### Tekstgedeelte
==================================================
Diergezondheid meten in melk
Melk kent zijn eigen microbioom: een verzameling van bacteriën, virussen en gisten die ook in het lichaam voorkomen. Als die verzameling van het lacterende dier in gezond evenwicht is, dan is dat in de melk ook zo. Verandert de samenstelling van dit microbioom in de melk, dan kan dat een aanwijzing zijn voor gezondheidsproblemen, bijvoorbeeld zichtbare of onzichtbare uierontsteking. Het is daarom goed melkmonsters te laten onderzoeken. Een artikel van Schaap en Geit, een uitgave van de Gezondheidsdienst voor Dieren (GD), besteedt aandacht aan dit melkonderzoek.
Kiemgetal en celgetal
Voor melkonderzoek worden twee getallen gebruikt: het kiemgetal en het celgetal. Het kiemgetal is het aantal bacteriekolonies dat uit een milliliter melk gekweekt kan worden. Zitten er te veel bacteriën in de melk, dan is het kiemgetal hoog. Hygiëne, melktechniek en diergezondheid kunnen dat kiemgetal beïnvloeden. Nadat de melk op kweek is gezet, kan de hoeveelheid en het type bacteriën een indicatie geven van de oorzaak van een hoog kiemgetal.
Naast het kiemgetal kun je ook kijken naar het celgetal: het aantal cellen per milliliter melk. Die cellen bestaan uit afweercellen en epitheelcellen van het uierweefsel. Het celgetal in melk van geiten en schapen ligt gewoonlijk hoger dan het celgetal in koeienmelk. Het getal kan variëren op basis van ras, lactatiestadium, immuun competentie, melkgift, pariteit, seizoen, leeftijd en management.
Testen
Zowel kiemgetal als celgetal variëren met het seizoen, zo blijkt uit het artikel. Bij geiten en schapen loopt het kiemgetal tijdens het lammerseizoen op en in de loop van de zomer neemt het langzaam weer af. Het celgetal daarentegen is in april het laagst en begint vier maanden na de het aflammeren te stijgen. In september en oktober het celgetal het hoogst. Het celgetal kan ook oplopen door ontstekingsprocessen in de uier als gevolg van CAE- of het zwoegerziektevirus. Het is echter niet zo dat het celgetal gebruikt kan worden om die ziektes op te sporen.
Er zijn bij de GD verschillende testen om tankmelk te onderzoeken. Het resultaat van zo'n test kan aangeven dat er een besmetting is met bacteriën die mastitis (ontsteking van de melkklier) veroorzaken. De uitslagen van de tests kunnen ook aanwijzingen geven voor vervolgstappen. Een besmetting met met de E.coli-bacterie (Escherichia coli) kan een aanwijzing zijn om de hygiëne te verbeteren. Een besmetting met Staphylococcus aureus of Streptococcus agalactiae maken duidelijk dat diergezondheid of melktechniek geoptimaliseerd kan worden.
==================================================
### Geselecteerde gegevens
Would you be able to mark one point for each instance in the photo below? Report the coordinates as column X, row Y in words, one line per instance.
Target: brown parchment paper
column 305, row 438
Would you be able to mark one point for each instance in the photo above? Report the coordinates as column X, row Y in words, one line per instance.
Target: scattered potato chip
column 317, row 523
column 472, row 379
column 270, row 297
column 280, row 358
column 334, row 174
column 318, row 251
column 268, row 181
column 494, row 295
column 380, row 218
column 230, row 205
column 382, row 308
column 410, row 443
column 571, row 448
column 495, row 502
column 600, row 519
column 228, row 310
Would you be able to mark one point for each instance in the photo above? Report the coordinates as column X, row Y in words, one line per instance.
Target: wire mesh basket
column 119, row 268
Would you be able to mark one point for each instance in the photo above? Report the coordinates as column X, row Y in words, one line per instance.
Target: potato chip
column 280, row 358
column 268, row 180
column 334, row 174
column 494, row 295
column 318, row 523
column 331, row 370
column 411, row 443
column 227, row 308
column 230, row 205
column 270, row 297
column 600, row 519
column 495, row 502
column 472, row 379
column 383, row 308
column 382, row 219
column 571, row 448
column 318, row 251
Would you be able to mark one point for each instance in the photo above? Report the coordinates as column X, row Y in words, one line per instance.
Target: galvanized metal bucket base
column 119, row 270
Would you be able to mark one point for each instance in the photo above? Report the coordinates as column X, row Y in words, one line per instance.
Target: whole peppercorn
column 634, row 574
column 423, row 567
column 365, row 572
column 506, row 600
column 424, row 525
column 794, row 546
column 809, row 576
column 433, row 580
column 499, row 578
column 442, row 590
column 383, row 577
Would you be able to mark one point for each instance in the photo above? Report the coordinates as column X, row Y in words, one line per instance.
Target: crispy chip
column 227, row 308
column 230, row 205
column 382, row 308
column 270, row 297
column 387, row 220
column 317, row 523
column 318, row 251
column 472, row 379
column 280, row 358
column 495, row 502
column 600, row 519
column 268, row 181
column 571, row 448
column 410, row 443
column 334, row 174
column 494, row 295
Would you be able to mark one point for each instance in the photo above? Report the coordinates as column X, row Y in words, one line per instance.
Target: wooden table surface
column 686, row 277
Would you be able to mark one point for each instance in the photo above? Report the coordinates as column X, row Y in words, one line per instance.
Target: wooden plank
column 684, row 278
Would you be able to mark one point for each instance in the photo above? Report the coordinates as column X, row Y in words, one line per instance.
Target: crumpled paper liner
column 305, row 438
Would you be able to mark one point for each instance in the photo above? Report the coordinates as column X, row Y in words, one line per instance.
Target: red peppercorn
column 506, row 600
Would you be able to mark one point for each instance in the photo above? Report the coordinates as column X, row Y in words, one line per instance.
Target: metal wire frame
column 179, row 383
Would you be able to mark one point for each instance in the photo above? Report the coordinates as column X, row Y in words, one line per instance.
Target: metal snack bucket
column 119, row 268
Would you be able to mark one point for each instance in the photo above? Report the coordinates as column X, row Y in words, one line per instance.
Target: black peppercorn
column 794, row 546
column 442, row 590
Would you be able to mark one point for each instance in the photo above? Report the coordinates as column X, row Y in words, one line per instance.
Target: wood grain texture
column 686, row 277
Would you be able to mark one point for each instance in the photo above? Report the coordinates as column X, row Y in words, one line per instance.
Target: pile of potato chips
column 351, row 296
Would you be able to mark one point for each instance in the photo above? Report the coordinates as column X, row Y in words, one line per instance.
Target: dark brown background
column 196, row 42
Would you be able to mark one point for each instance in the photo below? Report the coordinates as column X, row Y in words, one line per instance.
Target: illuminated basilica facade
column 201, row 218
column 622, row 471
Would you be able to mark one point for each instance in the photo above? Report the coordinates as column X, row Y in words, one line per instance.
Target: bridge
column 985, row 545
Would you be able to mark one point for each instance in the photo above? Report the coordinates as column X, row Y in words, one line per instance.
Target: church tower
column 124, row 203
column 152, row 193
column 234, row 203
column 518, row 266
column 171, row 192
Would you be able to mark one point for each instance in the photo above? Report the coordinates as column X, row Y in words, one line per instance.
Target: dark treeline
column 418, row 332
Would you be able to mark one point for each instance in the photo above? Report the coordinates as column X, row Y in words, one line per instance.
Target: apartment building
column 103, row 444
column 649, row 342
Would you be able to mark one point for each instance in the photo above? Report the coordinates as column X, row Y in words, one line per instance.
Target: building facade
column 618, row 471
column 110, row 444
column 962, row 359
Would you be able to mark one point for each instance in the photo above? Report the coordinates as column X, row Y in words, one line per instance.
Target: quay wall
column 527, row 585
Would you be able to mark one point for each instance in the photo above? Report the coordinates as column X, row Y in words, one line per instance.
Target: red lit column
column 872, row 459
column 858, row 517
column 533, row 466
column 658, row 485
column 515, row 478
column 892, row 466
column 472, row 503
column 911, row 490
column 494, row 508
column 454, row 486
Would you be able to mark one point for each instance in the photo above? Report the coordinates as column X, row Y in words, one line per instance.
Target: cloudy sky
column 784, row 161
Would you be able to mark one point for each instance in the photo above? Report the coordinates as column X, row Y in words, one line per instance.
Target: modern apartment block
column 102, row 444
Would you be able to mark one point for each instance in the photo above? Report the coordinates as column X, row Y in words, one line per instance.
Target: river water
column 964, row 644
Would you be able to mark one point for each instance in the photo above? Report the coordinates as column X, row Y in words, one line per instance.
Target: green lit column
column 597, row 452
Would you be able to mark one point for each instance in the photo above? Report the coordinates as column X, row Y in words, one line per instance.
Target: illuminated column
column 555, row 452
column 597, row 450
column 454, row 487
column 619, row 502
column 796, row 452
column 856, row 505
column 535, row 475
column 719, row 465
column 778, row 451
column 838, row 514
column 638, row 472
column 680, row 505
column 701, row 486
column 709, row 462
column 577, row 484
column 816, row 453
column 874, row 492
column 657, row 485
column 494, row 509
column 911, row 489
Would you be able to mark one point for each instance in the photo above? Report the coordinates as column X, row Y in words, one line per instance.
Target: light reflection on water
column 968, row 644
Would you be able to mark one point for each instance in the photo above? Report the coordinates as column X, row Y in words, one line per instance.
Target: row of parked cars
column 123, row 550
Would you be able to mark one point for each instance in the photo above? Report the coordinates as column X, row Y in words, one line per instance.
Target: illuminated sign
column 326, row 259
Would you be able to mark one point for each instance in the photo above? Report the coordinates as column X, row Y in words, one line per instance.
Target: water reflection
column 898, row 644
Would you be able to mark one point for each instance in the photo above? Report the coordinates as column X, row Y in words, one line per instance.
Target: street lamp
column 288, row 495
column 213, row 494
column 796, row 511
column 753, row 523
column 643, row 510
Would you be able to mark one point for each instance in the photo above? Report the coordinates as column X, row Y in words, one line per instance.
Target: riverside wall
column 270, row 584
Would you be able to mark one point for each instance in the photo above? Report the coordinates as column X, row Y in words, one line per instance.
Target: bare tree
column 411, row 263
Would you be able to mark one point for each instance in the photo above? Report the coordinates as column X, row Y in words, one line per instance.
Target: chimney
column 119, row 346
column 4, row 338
==================================================
### Werkinstructies
Uit welke cellen bestaat het celgetal volgens de tekst over diergezondheid in melk?

### Antwoord
Uit afweercellen en epitheelcellen van het uierweefsel.